Work Package 13: Overcrowding and health: Methodological Innovation for socioeconomic measure in longitudinal studies
Noriko Cable from the International Centre for Lifecourse Studies in Society and Health (ICLS) at UCL will lead a work package on overcrowding and health: methodological innovation for socioeconomic measures in longitudinal studies. Overcrowding in housing has long been treated as a proxy indicator of material deprivation. The project will aim to offer comparable overcrowding measures across several CLOSER studies; NSHD, NCDS, BCS70, MCS, BHPS and Understanding Society.

Work Package 15: Socioeconomic differentials in physical activity by age and cohort: enhancing the CLOSER cohort resource to inform research, policy and practice

Rachel Cooper from the MRC Unit for Lifelong Health and Ageing at UCL will lead a project utilising data from six CLOSER studies to address two main objectives: identify all measures of physical activity and sedentary behaviour available within each study, document these and, undertake data harmonisation where possible. Secondly to test whether associations between lifetime socioeconomic position and physical activity vary by age, sex and ethnicity in Understanding Society, and later by age, sex and birth year in coordinated analyses of the British birth cohorts and ALSPAC.

Work Package 16: Maximising the take up of mental health measures from UK cohorts and longitudinal studies

Alison Park, CLOSER Director, and Louise Arseneault, ESRC Mental Health Leadership Fellow, will lead a project to compile, organise, generate and disseminate information about existing measures of mental health and wellbeing in UK cohorts and longitudinal studies to make them more visible and accessible to a wide group of researchers across different disciplines. The project will develop a survey of available mental health and wellbeing measures in the UK and international cohorts studies; create a web platform of mental health measures in the cohorts; and promote the use of mental health measures in the studies.

Referring expression data:
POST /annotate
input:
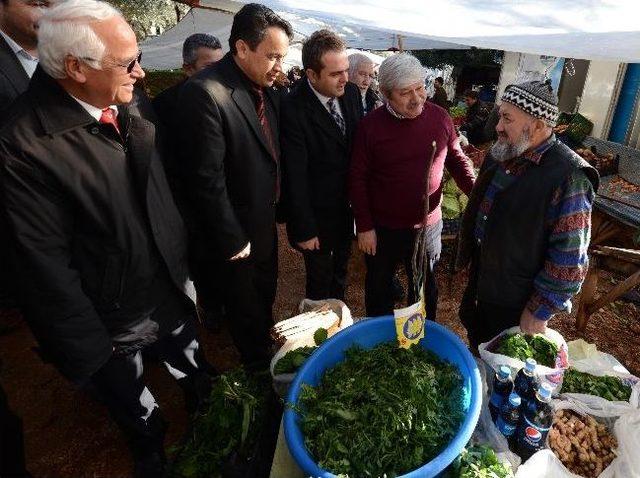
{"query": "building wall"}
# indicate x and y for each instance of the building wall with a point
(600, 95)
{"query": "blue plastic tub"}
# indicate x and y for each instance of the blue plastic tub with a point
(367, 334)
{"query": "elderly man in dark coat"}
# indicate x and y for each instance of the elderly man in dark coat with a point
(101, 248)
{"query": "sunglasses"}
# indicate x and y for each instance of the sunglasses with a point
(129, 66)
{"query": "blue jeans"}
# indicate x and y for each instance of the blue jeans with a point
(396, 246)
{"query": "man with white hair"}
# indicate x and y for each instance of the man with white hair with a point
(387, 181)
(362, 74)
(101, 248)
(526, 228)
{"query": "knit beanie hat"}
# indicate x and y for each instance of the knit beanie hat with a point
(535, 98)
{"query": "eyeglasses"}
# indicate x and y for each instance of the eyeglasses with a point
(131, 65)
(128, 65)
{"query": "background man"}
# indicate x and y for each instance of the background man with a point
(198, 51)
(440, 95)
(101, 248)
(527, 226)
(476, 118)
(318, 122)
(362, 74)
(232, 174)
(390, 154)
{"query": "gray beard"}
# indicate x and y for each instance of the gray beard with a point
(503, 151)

---

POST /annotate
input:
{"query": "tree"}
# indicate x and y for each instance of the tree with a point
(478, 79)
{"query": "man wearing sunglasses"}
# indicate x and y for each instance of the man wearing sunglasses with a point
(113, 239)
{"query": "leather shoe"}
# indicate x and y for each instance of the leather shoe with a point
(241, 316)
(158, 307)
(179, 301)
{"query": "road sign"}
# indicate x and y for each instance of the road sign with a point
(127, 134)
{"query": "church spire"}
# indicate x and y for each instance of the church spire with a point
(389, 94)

==

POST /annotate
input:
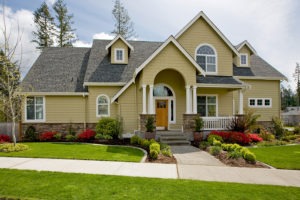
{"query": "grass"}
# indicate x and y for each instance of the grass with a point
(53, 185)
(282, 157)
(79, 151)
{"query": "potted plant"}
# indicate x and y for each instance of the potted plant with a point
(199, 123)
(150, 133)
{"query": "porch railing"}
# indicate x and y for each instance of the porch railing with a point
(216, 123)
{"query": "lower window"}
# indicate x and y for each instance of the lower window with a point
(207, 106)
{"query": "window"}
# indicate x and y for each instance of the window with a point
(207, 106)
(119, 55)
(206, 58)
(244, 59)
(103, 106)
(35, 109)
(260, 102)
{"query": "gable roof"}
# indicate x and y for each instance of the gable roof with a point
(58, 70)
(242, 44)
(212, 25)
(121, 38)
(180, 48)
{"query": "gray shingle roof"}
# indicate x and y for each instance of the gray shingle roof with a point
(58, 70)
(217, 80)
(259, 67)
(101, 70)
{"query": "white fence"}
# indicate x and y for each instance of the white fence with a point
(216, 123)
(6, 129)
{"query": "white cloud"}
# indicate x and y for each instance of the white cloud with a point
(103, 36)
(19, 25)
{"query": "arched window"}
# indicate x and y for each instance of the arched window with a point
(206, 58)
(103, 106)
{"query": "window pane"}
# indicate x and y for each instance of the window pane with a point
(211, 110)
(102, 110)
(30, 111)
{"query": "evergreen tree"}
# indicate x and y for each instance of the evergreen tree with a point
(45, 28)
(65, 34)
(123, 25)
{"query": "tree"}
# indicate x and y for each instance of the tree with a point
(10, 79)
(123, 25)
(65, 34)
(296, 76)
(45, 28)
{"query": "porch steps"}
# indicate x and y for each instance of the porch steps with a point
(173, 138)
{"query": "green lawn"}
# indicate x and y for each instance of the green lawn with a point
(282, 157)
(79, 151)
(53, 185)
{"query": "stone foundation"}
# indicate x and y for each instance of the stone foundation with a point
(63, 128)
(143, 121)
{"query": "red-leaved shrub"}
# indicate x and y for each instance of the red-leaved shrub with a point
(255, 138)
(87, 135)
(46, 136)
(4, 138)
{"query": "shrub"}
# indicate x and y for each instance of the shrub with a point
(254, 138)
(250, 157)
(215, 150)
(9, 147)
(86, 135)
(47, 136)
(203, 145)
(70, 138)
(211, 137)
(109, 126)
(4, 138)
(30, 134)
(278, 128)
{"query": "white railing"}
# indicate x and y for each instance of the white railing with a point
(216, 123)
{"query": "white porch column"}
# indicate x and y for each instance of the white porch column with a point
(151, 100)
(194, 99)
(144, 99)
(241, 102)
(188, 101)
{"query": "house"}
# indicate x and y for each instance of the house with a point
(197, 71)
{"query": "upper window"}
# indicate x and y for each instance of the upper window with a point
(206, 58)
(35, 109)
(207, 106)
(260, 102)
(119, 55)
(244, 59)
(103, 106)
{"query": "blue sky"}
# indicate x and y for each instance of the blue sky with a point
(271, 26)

PROBLEM TO SOLVE: In the work package descriptions, which unit at UCL is Rachel Cooper from?

OUTPUT: The MRC Unit for Lifelong Health and Ageing